■ The data:
*****

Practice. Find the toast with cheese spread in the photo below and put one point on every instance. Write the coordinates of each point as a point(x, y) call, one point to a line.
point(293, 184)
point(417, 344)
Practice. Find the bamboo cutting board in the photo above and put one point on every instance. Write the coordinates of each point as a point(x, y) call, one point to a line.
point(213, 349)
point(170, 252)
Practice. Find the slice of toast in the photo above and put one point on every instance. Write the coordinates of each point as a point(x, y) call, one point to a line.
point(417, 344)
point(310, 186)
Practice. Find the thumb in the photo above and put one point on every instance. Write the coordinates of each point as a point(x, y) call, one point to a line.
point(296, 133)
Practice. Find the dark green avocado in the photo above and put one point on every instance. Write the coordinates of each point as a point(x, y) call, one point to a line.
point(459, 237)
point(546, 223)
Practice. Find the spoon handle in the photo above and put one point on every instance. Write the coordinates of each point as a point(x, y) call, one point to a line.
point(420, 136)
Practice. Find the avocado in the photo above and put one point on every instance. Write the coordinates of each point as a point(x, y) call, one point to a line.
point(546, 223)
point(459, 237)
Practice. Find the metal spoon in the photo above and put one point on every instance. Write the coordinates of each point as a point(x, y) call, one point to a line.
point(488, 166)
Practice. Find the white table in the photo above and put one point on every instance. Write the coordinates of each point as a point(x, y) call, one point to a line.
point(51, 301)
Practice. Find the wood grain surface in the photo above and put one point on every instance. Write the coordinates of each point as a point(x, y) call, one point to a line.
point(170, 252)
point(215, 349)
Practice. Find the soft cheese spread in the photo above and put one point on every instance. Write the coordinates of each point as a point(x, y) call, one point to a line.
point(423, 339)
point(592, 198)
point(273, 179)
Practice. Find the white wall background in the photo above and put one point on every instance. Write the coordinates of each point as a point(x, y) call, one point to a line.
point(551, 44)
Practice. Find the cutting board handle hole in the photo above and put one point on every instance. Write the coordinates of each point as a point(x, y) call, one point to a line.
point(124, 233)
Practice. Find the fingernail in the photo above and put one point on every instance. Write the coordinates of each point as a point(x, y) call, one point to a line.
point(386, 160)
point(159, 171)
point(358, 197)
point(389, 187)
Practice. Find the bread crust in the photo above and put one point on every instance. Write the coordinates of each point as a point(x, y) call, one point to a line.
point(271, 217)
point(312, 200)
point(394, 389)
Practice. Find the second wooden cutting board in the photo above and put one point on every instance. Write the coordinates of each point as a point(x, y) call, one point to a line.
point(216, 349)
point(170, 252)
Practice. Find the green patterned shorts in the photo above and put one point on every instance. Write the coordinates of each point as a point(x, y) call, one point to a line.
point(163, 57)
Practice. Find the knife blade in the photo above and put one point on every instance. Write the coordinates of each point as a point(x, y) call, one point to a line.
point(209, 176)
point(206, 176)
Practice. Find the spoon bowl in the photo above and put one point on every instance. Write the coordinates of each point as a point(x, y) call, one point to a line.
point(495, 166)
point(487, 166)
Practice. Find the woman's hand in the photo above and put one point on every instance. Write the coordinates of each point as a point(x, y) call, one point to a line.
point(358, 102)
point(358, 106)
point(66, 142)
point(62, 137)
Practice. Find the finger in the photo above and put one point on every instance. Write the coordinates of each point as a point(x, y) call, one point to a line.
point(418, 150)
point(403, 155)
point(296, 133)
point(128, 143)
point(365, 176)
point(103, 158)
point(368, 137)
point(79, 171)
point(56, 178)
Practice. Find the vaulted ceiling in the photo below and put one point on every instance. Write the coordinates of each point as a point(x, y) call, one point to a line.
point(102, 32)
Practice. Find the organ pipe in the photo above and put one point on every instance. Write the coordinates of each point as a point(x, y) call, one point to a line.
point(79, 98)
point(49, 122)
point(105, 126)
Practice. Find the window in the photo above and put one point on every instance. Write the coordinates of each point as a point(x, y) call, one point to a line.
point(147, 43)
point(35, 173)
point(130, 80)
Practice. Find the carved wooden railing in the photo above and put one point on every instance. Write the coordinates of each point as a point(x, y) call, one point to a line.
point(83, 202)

*****

■ Exercise goal:
Each line from the one that contains "Practice. Find the finger in" through the end of the records must be repeated exactly. No other line belongs in the answer.

■ Your solution:
Practice. Find the finger in the photo above and put one point on every instance. Write the coordinates of each point as a point(x, y) call, one point to a line.
point(418, 150)
point(403, 155)
point(296, 133)
point(128, 143)
point(365, 176)
point(103, 158)
point(368, 137)
point(79, 171)
point(56, 178)
Practice. Find the vaulted ceiling in the photo below and put one point on every instance. Write the coordinates of each point as a point(x, y) call, one point to a line.
point(102, 32)
Practice. Find the organ pipe in the photo above and put one point on every instance. Write the coordinates of each point as a point(x, y) call, one point to a line.
point(79, 98)
point(49, 122)
point(105, 126)
Practice. Find the window in the photo above and put one point on every instance. Write the coordinates of each point as a point(x, y) call, one point to a line.
point(147, 43)
point(35, 173)
point(130, 80)
Practice. Find the carved wooden railing in the photo above and put one point on every instance. Write the coordinates of each point as a point(x, y) call, one point to a line.
point(83, 202)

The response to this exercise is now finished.